EXTRACT |
###

Once done, users can fully enjoy all features provided by el0ps with their custom penalty function.

Improving numerical efficiency: Some features of el0ps involve the quantities

\[\begin{split}\begin{align*} \tau_i^+(\lambda) &= \sup\{x \in \mathbb{R} : h_i^{\ast}(x) \leq \lambda\} \\ \tau_i^-(\lambda) &= \inf\{x \in \mathbb{R} : h_i^{\ast}(x) \leq \lambda\} \\ \end{align*}\end{split}\]

associated with each splitting term \(h_i\) and depending on the L0-norm weight parameter \(\lambda > 0\). By default, these values are automatically approximated in classes deriving from BasePenalty using the iterative procedure implemented in the compute_param_slope_pos() and compute_param_slope_neg() methods. To improve performance, users can provide a closed form expression of these values by overloading the following methods of the BasePenalty class:

  • param_slope_pos(self, i: int, lmbd: float) -> float : value of \(\tau_i^+(\lambda)\),

  • param_slope_neg(self, i: int, lmbd: float) -> float : value of \(\tau_i^-(\lambda)\).

Doing so avoid the use of the iterative procedure every time these values are required. To ease this process in case of even penalty functions for which \(\tau_i^+(\lambda) = -\tau_i^-(\lambda)\), classes deriving from BasePenalty can also inherit from the SymmetricPenalty class. In this case, only the following method needs to be implemented:

  • param_slope(self, i: int, lmbd: float) -> float : value of \(\tau_i^+(\lambda) = -\tau_i^-(\lambda)\)

and the functions param_slope_pos and param_slope_neg are automatically linked to its output.

Note

Penalty functions defined as explained above can be handled by the BnbSolver and OaSolver solvers. To be compatible with the MipSolver solver, they must implement one additional method, as explained in the MIP solver section.

###

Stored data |
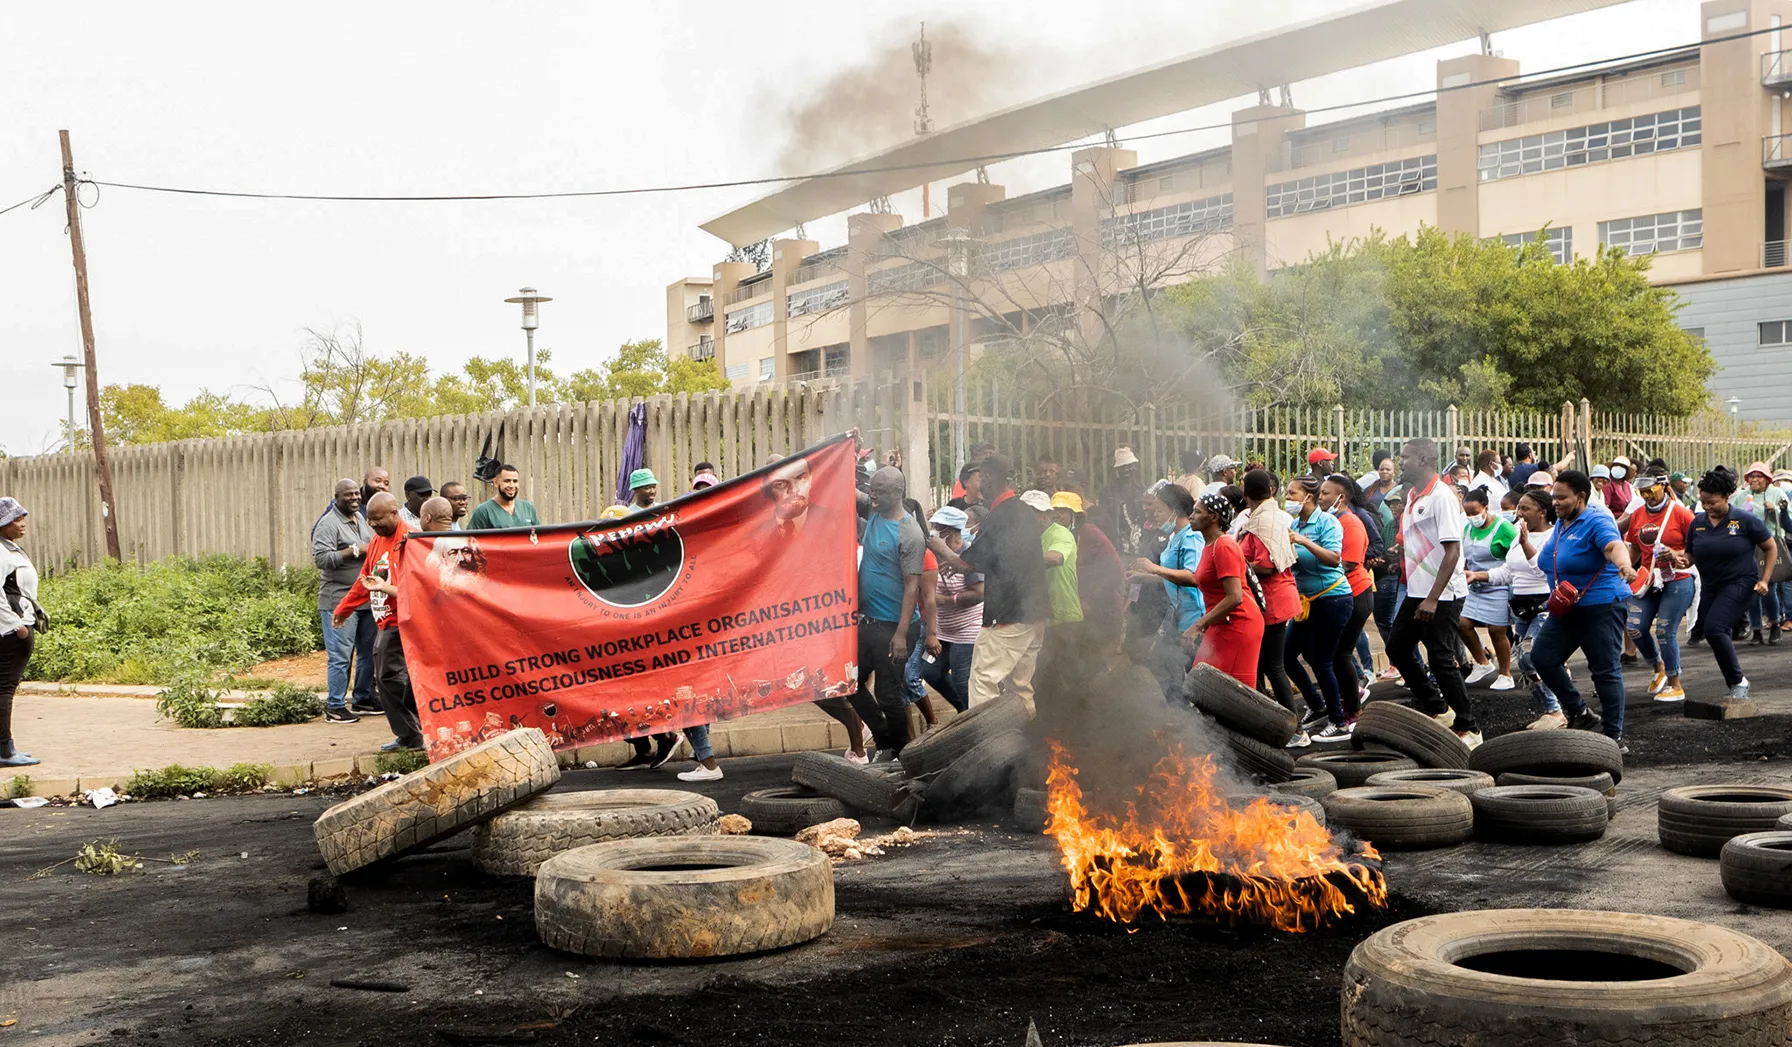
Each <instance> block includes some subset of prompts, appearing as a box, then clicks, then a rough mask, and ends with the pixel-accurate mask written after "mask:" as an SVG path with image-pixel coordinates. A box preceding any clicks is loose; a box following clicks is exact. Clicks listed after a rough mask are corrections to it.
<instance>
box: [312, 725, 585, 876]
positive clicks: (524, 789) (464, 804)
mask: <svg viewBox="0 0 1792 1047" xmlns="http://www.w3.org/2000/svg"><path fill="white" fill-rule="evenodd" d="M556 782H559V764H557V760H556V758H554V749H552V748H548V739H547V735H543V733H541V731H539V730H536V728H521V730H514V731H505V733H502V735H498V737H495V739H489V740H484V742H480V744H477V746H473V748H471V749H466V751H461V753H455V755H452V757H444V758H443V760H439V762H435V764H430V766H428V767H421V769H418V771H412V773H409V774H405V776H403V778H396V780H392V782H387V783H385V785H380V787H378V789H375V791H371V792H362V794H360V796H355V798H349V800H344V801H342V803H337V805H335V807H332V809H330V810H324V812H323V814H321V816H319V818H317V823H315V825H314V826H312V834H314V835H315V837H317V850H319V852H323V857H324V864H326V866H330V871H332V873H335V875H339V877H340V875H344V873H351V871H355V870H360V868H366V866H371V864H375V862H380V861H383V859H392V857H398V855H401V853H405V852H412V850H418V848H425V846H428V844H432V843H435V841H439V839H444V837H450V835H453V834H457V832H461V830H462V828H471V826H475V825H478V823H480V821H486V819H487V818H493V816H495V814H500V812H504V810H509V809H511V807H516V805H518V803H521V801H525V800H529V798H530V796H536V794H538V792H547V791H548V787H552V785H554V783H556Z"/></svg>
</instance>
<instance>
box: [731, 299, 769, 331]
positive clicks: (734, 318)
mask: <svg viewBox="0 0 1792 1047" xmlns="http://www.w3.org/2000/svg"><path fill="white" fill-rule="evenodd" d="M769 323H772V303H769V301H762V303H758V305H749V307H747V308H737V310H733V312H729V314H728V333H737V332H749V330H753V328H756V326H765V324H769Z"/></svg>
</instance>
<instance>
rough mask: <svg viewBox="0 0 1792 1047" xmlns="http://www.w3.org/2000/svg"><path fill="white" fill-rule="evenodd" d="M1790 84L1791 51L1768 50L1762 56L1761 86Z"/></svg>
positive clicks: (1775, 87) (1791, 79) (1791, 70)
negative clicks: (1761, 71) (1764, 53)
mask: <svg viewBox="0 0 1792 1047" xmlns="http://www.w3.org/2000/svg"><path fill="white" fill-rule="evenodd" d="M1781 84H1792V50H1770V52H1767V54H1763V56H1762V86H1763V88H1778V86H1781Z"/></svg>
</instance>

###

COMPLETE THE FOLLOWING |
**1.** In the records, from their start through the line containing "positive clicks: (524, 789) (464, 804)", rename "box" as "bounding box" and keep all else unchanged. Leave the pictures out of your answer.
**2.** Go on with the text on custom penalty functions in el0ps from the point at which it stops.

ANSWERS PER TASK |
**1.**
Each <instance> block includes some subset of prompts, appearing as a bounding box, then clicks, then a rough mask, and ends with the pixel-accurate mask written after "mask:" as an SVG path with image-pixel coordinates. A bounding box preceding any clicks is loose; a bounding box following clicks is exact. Clicks listed after a rough mask are corrections to it.
<instance>
bounding box: [312, 725, 585, 876]
positive clicks: (524, 789) (464, 804)

**2.**
Custom estimators

In el0ps, estimator objects represent solutions of L0-regularized problems expressed as

\[\textstyle\min_{\mathbf{x} \in \mathbb{R}^n} f(\mathbf{Ax}) + \lambda\|\mathbf{x}\|_0 + h(\mathbf{x})\]

where \(f\) and \(h\) are required to verify the assumptions of datafit and penalty functions as explained in the Custom datafit functions and Custom penalty functions sections. Any estimator not natively provided by el0ps but fulfilling these specifications can be implemented in the package to benefit from all its features. This is done by deriving from the L0Estimator class, which only requires implementing a constructor __init__(self, lmbd: float, *args, **kwargs) -> None for the class which specifies the value of \(\lambda\) as well as potential parameters for the functions \(f\) and \(h\). This constructor must end with the call to the super constructor of L0Estimator as

  • super().__init__(datafit, penalty, lmbd)

for some datafit object derived from el0ps.datafit.BaseDatafit, some penalty object derived from el0ps.penalty.BasePenalty, and some float lmbd. Once done, users can fully enjoy all features provided by el0ps with their custom estimator based on L0-norm problem.

Compilable classes

Custom loss and penalty functions defined by the user can derive from the CompilableClass class to take advantage of just-in-time compilation provided by numba. This requires that all operations performed by the class are compatible with numba operations. Moreover, users need to instantiate two additional methods:

  • get_spec(self) -> tuple : returns a tuple where each element corresponds to a tuple referring to one of the class attribute defined in the __init__ function of the class and specifying its name as a string as well as its numba type.

  • params_to_dict(self) -> dict : returns a dictionary where each key-value association refers to one of the class attribute defined in the __init__ function of the class and specifies its name as a string as well as its value.

This functionality inspired from a similar one implemented in skglm.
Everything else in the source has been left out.